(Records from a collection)
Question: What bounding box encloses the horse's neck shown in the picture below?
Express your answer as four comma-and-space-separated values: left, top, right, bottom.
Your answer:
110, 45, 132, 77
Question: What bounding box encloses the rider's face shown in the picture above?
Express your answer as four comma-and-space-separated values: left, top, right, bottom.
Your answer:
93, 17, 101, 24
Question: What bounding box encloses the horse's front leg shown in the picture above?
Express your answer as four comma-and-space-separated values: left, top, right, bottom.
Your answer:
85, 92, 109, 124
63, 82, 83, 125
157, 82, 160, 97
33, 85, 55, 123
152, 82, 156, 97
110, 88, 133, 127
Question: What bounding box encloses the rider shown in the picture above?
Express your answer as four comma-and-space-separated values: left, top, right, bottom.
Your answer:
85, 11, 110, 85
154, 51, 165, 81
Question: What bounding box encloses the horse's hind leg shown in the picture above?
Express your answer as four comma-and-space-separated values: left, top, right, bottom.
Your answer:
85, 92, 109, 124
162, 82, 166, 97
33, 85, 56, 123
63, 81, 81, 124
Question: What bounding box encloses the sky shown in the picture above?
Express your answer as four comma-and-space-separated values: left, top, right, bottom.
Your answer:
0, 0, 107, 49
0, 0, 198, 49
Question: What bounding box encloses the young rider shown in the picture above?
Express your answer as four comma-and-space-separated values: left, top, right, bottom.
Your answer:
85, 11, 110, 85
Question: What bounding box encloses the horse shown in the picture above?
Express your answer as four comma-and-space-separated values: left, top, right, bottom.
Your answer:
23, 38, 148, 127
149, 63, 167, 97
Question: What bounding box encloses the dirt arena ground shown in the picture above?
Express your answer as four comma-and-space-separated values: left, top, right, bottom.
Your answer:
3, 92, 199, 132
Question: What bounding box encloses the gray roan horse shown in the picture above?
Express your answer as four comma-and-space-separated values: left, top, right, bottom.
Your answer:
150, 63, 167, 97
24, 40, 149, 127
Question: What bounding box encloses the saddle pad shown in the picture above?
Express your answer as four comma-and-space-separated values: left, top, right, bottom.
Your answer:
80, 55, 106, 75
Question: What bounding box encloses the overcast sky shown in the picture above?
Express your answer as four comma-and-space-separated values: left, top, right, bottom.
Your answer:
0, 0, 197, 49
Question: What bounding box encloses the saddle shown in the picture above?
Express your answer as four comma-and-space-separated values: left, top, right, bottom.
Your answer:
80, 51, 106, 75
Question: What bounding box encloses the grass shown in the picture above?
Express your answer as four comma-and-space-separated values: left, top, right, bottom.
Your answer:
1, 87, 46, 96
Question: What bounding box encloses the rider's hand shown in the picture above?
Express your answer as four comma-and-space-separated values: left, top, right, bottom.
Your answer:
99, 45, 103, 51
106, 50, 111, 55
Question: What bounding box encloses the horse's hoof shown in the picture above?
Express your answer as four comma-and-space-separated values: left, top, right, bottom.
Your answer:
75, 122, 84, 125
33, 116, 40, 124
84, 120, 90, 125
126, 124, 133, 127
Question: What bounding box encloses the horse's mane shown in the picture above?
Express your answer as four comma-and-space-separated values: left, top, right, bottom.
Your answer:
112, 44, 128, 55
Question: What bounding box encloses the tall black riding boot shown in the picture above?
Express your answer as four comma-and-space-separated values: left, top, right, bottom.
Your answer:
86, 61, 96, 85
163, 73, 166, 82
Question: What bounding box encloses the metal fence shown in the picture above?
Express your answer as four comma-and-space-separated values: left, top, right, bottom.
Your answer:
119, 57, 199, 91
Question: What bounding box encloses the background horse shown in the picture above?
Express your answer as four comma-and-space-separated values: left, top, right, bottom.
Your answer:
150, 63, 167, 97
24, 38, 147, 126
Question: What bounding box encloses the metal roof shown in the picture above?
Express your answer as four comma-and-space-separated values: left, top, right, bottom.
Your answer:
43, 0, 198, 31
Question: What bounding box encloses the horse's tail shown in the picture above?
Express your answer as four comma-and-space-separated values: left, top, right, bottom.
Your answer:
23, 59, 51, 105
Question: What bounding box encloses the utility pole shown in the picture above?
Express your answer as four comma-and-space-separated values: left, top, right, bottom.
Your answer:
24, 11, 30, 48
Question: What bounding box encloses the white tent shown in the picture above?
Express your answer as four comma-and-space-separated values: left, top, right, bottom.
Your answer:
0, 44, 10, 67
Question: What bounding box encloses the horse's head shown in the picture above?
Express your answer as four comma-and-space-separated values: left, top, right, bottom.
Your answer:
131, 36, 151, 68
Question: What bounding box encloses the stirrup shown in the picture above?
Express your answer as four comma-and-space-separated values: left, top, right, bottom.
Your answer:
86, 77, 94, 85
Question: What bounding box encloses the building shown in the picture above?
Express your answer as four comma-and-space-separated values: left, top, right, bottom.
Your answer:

Exercise aim:
Please output exactly the part of the rows above that begins with the line containing "Question: What bounding box encloses the rider's face" and ends with the line containing "154, 51, 165, 81", both of those lines included.

Task answer:
Question: What bounding box encloses the rider's face shown in the picture above?
Express your answer as four comma-and-space-separated values: left, top, right, bottom.
Your answer:
93, 17, 101, 24
Question: What bounding box encloses the horse's front leg shown in the picture above?
Express your answer as four comma-and-space-separated values: left, top, right, bottom.
Your answer:
85, 92, 109, 124
63, 82, 83, 125
157, 82, 160, 97
33, 85, 55, 123
152, 82, 156, 97
110, 88, 133, 127
Question: What bounding box encloses the rider shown in the picture above?
Express your answer as four comma-and-space-separated values: left, top, right, bottom.
Your answer:
85, 11, 110, 85
154, 51, 165, 81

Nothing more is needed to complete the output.